Add DNS records · Azure DNS
If your domain's DNS is hosted in an Azure DNS zone, this page walks you through publishing the records Bird asks for on a sending domain: a DKIM TXT record, a return-path CNAME, an optional tracking CNAME, and a DMARC TXT record. Bird does not ask you to add an SPF record at your domain's apex — see DKIM, SPF & DMARC for why.
Before you start, open your domain's detail page in the Bird dashboard and keep it visible — every host and value below is copied from there, not typed by hand.
Find your DNS zone
- Sign in to the Azure portal.
- In the search bar at the top, type DNS zones and select it from the results.
- Click the zone that matches your sending domain (for example example.com).
- You land on the zone's overview, which lists the existing record sets. Each record below is added with the + Record set button at the top.
Add the records
For each record, click + Record set and fill in the pane that opens on the right. The Name field is relative to the zone — enter only the part before your domain name (and @ would mean the zone apex itself, which none of Bird's records use).

▶ DATA BLOCK
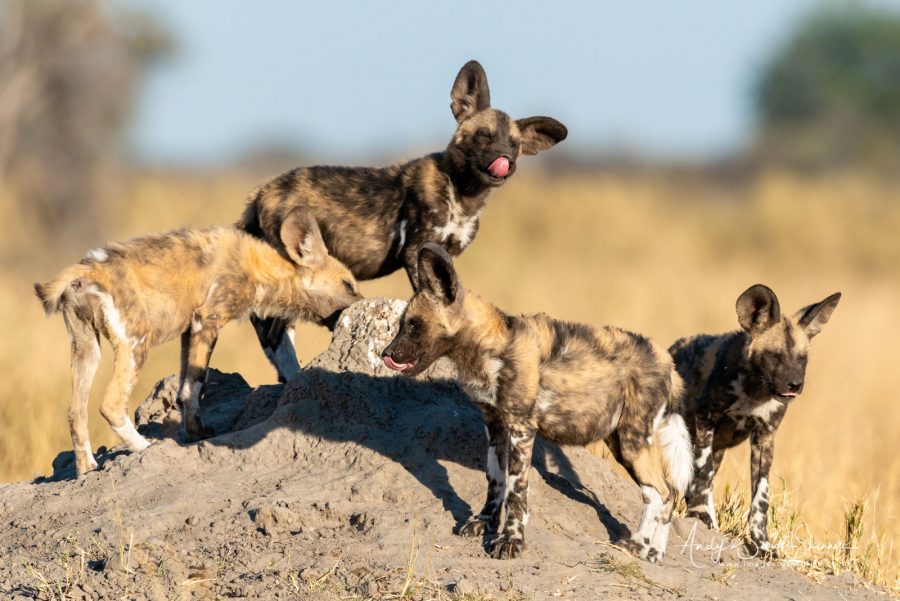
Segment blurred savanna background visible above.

▶ YOUR GOAL
Reproduce word for word the stretch of the Azure DNS guide from "Add DNS records" through "DMARC for why.". Please leave the listing aside; it isn't needed here.

▶ SOLUTION FOR THIS EXERCISE
Add DNS records · Azure DNS
If your domain's DNS is hosted in an Azure DNS zone, this page walks you through publishing the records Bird asks for on a sending domain: a DKIM TXT record, a return-path CNAME, an optional tracking CNAME, and a DMARC TXT record. Bird does not ask you to add an SPF record at your domain's apex — see DKIM, SPF & DMARC for why.